- _Entries from a pointing dataset_:
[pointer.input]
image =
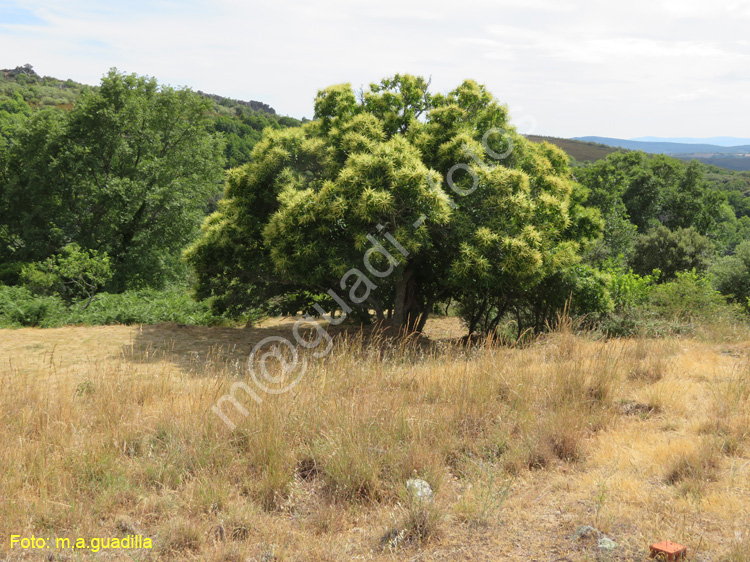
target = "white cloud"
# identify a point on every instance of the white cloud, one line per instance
(576, 66)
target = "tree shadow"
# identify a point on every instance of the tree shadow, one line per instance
(213, 350)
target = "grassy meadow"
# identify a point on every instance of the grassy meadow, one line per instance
(108, 432)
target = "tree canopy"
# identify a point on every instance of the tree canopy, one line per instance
(391, 201)
(126, 173)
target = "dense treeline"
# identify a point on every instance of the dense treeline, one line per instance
(388, 205)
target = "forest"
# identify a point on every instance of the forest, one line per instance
(135, 202)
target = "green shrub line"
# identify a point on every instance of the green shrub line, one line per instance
(19, 307)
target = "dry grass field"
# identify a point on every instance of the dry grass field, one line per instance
(108, 432)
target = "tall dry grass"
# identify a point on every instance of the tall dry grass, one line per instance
(126, 442)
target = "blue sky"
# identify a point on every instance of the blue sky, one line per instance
(565, 68)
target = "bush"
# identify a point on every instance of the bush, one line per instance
(688, 297)
(730, 275)
(671, 251)
(19, 307)
(628, 289)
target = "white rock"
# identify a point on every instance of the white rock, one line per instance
(419, 489)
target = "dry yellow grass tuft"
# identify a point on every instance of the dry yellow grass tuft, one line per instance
(108, 432)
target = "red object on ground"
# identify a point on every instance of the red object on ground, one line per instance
(670, 550)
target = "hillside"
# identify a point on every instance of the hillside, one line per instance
(730, 157)
(23, 91)
(582, 151)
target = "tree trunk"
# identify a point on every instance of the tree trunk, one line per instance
(408, 314)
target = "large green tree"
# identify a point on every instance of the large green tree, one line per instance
(391, 201)
(126, 173)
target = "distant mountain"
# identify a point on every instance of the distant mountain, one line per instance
(580, 150)
(718, 141)
(669, 147)
(730, 157)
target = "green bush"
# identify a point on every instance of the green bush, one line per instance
(730, 275)
(628, 289)
(671, 251)
(20, 307)
(688, 297)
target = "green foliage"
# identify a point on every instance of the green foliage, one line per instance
(628, 289)
(128, 172)
(19, 307)
(671, 251)
(654, 190)
(317, 200)
(730, 275)
(687, 297)
(72, 274)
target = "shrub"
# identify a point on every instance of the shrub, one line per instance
(19, 307)
(730, 275)
(688, 297)
(671, 251)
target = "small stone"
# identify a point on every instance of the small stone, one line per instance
(605, 543)
(586, 532)
(419, 489)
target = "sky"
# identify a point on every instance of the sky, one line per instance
(670, 68)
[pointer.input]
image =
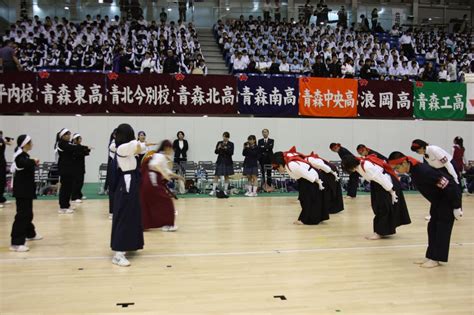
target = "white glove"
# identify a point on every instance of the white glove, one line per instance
(457, 213)
(394, 197)
(320, 184)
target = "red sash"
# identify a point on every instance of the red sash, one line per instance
(375, 160)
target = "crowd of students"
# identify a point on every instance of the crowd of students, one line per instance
(258, 46)
(104, 44)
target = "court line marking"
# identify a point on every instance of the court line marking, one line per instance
(217, 254)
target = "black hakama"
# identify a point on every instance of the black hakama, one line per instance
(312, 203)
(112, 184)
(332, 193)
(388, 216)
(439, 230)
(127, 228)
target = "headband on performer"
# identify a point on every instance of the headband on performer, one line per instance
(403, 159)
(63, 132)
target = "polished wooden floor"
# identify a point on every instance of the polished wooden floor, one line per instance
(233, 257)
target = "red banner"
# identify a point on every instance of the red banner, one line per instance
(18, 92)
(139, 93)
(385, 98)
(63, 92)
(322, 97)
(211, 94)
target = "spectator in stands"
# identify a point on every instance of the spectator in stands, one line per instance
(452, 70)
(277, 11)
(429, 73)
(443, 74)
(267, 6)
(342, 17)
(170, 65)
(319, 68)
(284, 66)
(347, 69)
(148, 64)
(364, 23)
(9, 59)
(374, 17)
(163, 16)
(182, 6)
(239, 64)
(406, 42)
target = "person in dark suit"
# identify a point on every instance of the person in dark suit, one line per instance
(353, 183)
(80, 170)
(444, 196)
(3, 167)
(24, 191)
(224, 165)
(180, 147)
(265, 146)
(364, 151)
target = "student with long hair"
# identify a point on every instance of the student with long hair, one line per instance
(127, 228)
(353, 183)
(224, 165)
(156, 199)
(444, 196)
(310, 186)
(66, 166)
(251, 153)
(80, 169)
(386, 196)
(24, 191)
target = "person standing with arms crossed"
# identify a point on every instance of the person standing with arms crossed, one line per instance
(265, 146)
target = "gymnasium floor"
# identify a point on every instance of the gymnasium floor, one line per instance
(236, 256)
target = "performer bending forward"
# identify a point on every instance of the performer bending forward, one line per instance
(386, 196)
(309, 186)
(445, 198)
(156, 199)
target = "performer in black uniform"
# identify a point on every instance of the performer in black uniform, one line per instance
(265, 146)
(3, 167)
(364, 151)
(353, 183)
(24, 191)
(80, 169)
(445, 198)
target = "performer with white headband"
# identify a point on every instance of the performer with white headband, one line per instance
(66, 166)
(24, 191)
(80, 169)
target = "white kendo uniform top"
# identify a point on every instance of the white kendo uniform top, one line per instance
(319, 164)
(438, 158)
(112, 149)
(126, 155)
(161, 163)
(373, 172)
(297, 170)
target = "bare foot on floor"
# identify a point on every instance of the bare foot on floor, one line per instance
(373, 237)
(430, 264)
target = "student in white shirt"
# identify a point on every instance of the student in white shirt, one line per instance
(309, 186)
(284, 66)
(436, 157)
(127, 230)
(387, 200)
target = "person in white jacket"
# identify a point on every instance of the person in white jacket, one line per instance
(387, 200)
(310, 186)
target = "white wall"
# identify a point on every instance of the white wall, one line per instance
(203, 133)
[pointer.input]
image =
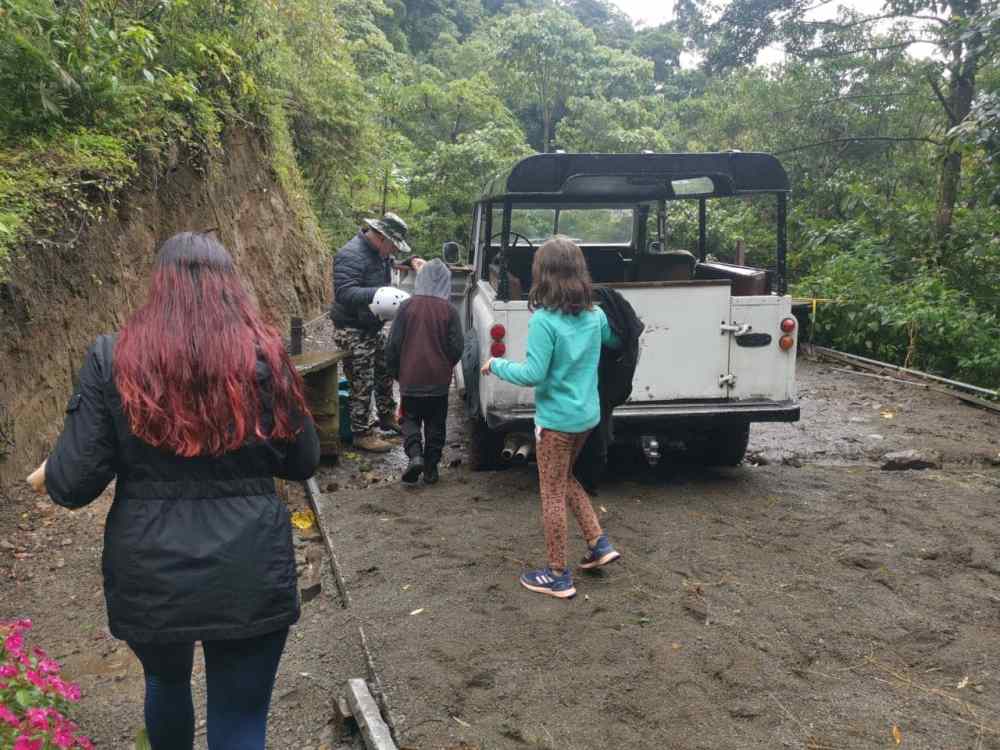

- _What is expected_: Gather every line of the data above that contains the string "with", matching case exactly.

- _Finished exercise_:
target = "student with long hair"
# identify a point on every instance of the student with long hair, one line per instance
target = "person standing with arms crossed"
# identify a point on every instance of the person standing with arms crossed, one line per instance
target = "performer with white headband"
# identify a point on every instance of the performer with white headband, one line per instance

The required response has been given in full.